» Excerpted text:
-=-=-=-=-
Chandler co-wrote lyrics for a Choir song for the first time on this album, providing the second verse to Kissers and Killers title track. The lyric "My brother is a broker" was inspired by the actual career of Michaels' brother, and Hindalong claimed the message of the lyrics was essentially an early version of "What You Think I Am" on 2014's Shadow Weaver.

==Release==
Kissers and Killers was released independently on CD and cassette in March 1993. According to Hindalong, only 6,300 copies were made.

===Kissers and Killers — The Acoustic Sessions===
In early 2018, the band mounted a Kickstarter campaign for a newly-recorded acoustic version of Kissers and Killers, which would also include a 25th anniversary remastered version of the original 1993 release. In July 2018, both The Acoustic Sessions and the newly-remastered version of the album were released on streaming services and CD, with the remastered album also receiving a vinyl release; this was the first time Kissers and Killers was issued on the latter format, and it came in red and white vinyl options. The two-CD set included both The Acoustic Sessions and the remastered album on separate discs. In August 2020, the band also released a digital download of audio commentary for each of the album's eight tracks from Hindalong, Daugherty and Michaels.

==Critical reception==

Kissers and Killers was received well upon initial release. Writing for CCM Magazine, Bruce A. Brown said that the "fully realized songs" are "as good as any the band has ever written," pointing out that Kissers and Killers was "more of a transitional work, probably more indicative of where the band is headed than where it is at the moment." Brown highlighted Daugherty's musical contributions, saying that his "distortion-soaked guitar is right in your face, a counterpoint to his mellow voice." Brown also praised Hindalong's "delicate wordplay" on "Grace" as well as "the late Mark Heard's accordion flourishes" on "Let the Sky Fall." In the lead review for the July/August 1993 issue of Notebored, critic Steven L. Roth highlighted the impact of 1990s-era rock by stating that the album was "buried under a little more reverb and distortion than what they’ve recorded in the past, indicating a faint signal of how far and wide the 'industrial revolution' has spread." On the shift in lyrical focus, Roth added that "it is on Kissers and Killers that this tangled and painfully real representation of the little thing we call love is further expanded and scrutinized," and praised Hindalong's "resistance to conventionality" for "juxtaposing apples and oranges in an effort to avoid anything remotely close to a cliché." Liz Liew, writing for Cross Rhythms, said that on Kissers and Killers, "Derri's guitar effects are more expressive, pronounced and creative," and added that the album should give the Choir a "well-deserved break with a mainstream label."
-=-=-=-=-
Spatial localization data

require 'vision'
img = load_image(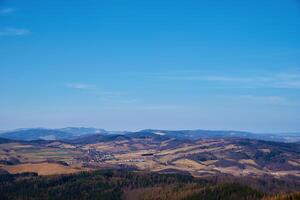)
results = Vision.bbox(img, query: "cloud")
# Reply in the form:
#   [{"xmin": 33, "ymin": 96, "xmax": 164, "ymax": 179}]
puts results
[
  {"xmin": 0, "ymin": 28, "xmax": 31, "ymax": 36},
  {"xmin": 0, "ymin": 8, "xmax": 16, "ymax": 15},
  {"xmin": 158, "ymin": 70, "xmax": 300, "ymax": 89},
  {"xmin": 238, "ymin": 95, "xmax": 291, "ymax": 105},
  {"xmin": 66, "ymin": 83, "xmax": 95, "ymax": 90}
]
-=-=-=-=-
» Task item A:
Can you copy the Kissers and Killers excerpt word for word between "Chandler co-wrote lyrics" and "copies were made.", inclusive?
» Task item B:
According to the Kissers and Killers excerpt, what gave rise to the lyric "My brother is a broker"?
The rows have nothing to do with this.

» Answer space A:
Chandler co-wrote lyrics for a Choir song for the first time on this album, providing the second verse to Kissers and Killers title track. The lyric "My brother is a broker" was inspired by the actual career of Michaels' brother, and Hindalong claimed the message of the lyrics was essentially an early version of "What You Think I Am" on 2014's Shadow Weaver.

==Release==
Kissers and Killers was released independently on CD and cassette in March 1993. According to Hindalong, only 6,300 copies were made.

» Answer space B:
The lyric "My brother is a broker" was inspired by the actual career of Michaels' brother.